== SET TASK ==
Copy out the listing exactly.

== EXTRACTED DATA ==
###

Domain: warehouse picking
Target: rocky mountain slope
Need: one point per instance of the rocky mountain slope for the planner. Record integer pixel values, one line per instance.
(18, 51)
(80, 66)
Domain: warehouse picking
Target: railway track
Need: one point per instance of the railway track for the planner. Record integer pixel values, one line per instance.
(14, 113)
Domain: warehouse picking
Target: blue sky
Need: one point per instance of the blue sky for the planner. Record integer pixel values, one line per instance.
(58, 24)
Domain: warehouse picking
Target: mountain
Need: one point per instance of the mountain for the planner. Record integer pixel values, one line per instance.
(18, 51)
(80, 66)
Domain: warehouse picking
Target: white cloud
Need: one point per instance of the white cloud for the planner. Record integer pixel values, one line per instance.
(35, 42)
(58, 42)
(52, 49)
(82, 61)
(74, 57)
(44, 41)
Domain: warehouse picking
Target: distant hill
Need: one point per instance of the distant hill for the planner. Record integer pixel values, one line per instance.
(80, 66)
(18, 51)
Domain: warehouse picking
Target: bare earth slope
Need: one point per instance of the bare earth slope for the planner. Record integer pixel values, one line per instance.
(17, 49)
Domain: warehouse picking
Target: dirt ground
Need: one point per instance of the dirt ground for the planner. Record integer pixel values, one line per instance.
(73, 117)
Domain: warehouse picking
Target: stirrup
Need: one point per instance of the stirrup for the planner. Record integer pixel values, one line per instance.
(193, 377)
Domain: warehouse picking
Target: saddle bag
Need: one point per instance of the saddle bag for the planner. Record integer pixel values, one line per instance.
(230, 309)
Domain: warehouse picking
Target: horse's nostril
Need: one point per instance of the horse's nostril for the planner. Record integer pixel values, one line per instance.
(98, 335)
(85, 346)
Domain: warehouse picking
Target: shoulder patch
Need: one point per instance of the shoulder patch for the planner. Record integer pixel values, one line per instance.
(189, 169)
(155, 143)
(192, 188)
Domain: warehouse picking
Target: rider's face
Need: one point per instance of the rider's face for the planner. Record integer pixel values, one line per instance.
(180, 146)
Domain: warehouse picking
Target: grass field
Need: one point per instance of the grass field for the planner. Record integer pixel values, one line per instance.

###

== TASK RESPONSE ==
Domain: warehouse picking
Target: rocky mountain slope
Need: one point per instance of the rocky mountain slope for the planner. Record integer pixel values, one line per instance.
(18, 51)
(80, 66)
Domain: warehouse picking
Target: railway track
Need: one point per instance of the railway track for the planner. Record integer pixel values, one line per instance.
(14, 113)
Domain: warehouse picking
Target: blue sky
Need: one point per instance of the blue sky for the planner. Record integer pixel values, one line per instance.
(58, 24)
Domain: warehouse picking
Target: mountain
Need: one point per instance of the mountain for the planner. Record integer pixel values, one line per instance.
(18, 51)
(80, 66)
Domain: warehouse picking
Target: white cloud
Need: one point per instance of the white cloud for the planner. Record integer pixel values, one line per instance.
(35, 42)
(58, 42)
(52, 49)
(82, 61)
(74, 57)
(44, 41)
Domain: warehouse picking
Target: distant hill
Need: one point per instance of the distant hill for the planner. Record integer pixel values, one line per instance.
(80, 66)
(18, 51)
Domain: warehouse picking
Target: bare earth slope
Need: one point per instance of the bare earth slope for the planner. Record integer pixel values, one line per instance.
(17, 49)
Domain: warehouse picking
Target: dirt ground
Need: one point per instance of the dirt ground for the planner. Record integer pixel values, one line per instance.
(73, 117)
Domain: warehouse picking
Target: stirrup
Need: one point per instance of the stirrup for the planner. Record integer pixel values, one line per instance.
(193, 377)
Domain: warehouse picking
Target: saddle bag
Need: one point per instance of the saddle bag for the planner. Record integer pixel values, one line per instance.
(230, 309)
Domain: warehouse picking
Target: horse's nostril
Need: one point per instance of the horse's nostril for the planner. Record integer pixel values, one line per instance.
(98, 335)
(85, 346)
Domain: warehouse picking
Target: shoulder patch
Need: one point per instance of the shoulder patch for the planner. Record integer pixel values, one line per instance.
(189, 169)
(155, 143)
(192, 188)
Domain: warehouse picking
Target: rider's face
Need: one point per instance of the rider's face for the planner. Record integer pixel values, one line per instance.
(180, 146)
Domain: warehouse picking
Target: grass field
Need: one point per instance of the grass field for the planner. Record integer pixel values, one line per instance.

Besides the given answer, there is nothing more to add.